* Start *
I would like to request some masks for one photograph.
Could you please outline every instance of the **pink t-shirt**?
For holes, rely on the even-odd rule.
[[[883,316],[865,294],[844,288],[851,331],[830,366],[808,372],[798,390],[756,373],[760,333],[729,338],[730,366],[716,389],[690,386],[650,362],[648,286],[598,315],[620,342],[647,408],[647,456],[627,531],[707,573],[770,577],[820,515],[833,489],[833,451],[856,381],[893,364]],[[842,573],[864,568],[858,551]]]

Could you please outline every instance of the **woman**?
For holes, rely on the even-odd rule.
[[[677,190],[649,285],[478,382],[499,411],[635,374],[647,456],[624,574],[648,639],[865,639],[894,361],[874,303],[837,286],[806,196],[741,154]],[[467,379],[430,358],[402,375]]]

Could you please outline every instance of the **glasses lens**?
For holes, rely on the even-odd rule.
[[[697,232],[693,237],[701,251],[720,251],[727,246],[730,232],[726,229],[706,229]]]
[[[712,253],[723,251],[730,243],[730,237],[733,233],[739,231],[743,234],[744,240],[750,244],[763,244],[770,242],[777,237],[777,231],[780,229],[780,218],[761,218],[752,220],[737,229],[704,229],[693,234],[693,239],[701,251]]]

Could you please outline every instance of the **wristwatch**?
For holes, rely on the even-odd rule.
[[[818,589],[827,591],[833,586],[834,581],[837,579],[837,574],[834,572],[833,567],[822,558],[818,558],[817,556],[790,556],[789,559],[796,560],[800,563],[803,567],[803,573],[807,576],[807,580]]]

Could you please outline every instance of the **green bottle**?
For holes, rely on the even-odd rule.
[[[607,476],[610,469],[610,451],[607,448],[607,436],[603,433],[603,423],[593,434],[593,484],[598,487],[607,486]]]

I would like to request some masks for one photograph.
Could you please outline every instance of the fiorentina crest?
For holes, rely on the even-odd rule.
* End *
EXERCISE REQUIREMENTS → Rewrite the listing with every "outline" replaced by "trace", leaving everything else as it is.

WRITTEN REPLY →
I would like to request some masks for one photograph.
Could you please trace every instance of the **pink t-shirt**?
For holes, rely on the even-odd rule.
[[[883,316],[865,294],[844,288],[851,331],[830,366],[808,372],[798,390],[756,373],[760,333],[729,338],[730,366],[716,389],[690,386],[650,362],[648,286],[598,315],[620,342],[647,408],[647,456],[627,531],[707,573],[770,577],[820,515],[833,489],[833,451],[856,381],[893,364]],[[842,573],[864,568],[858,551]]]

Could you please trace every instance of the **woman**?
For holes, rely on the even-odd rule.
[[[677,190],[649,285],[478,382],[499,411],[635,374],[647,456],[624,574],[648,639],[865,639],[894,361],[874,303],[837,286],[806,196],[741,154]],[[467,379],[430,358],[402,375]]]

Could you please trace every instance of the **glasses lens**?
For holes, rely on the even-odd rule.
[[[697,232],[693,237],[701,251],[720,251],[727,246],[730,232],[726,229],[706,229]]]
[[[712,253],[723,251],[730,243],[730,237],[733,233],[739,231],[743,234],[744,240],[750,244],[763,244],[770,242],[777,237],[777,231],[780,229],[780,218],[761,218],[752,220],[737,229],[704,229],[693,234],[693,239],[701,251]]]

Could you please trace every instance of the **wristwatch**?
For holes, rely on the even-odd rule.
[[[818,589],[827,591],[833,586],[834,581],[837,579],[837,574],[834,572],[833,567],[822,558],[818,558],[817,556],[790,556],[789,559],[796,560],[800,563],[803,567],[803,573],[807,576],[807,580]]]

Could you please trace every instance of the **green bottle**?
For holes, rely on the even-odd rule.
[[[607,476],[610,469],[610,451],[607,448],[607,436],[603,433],[603,423],[593,434],[593,484],[598,487],[607,486]]]

I would like to request some masks for one photograph.
Could you please trace every instance of the fiorentina crest?
For holes, rely on the even-odd rule.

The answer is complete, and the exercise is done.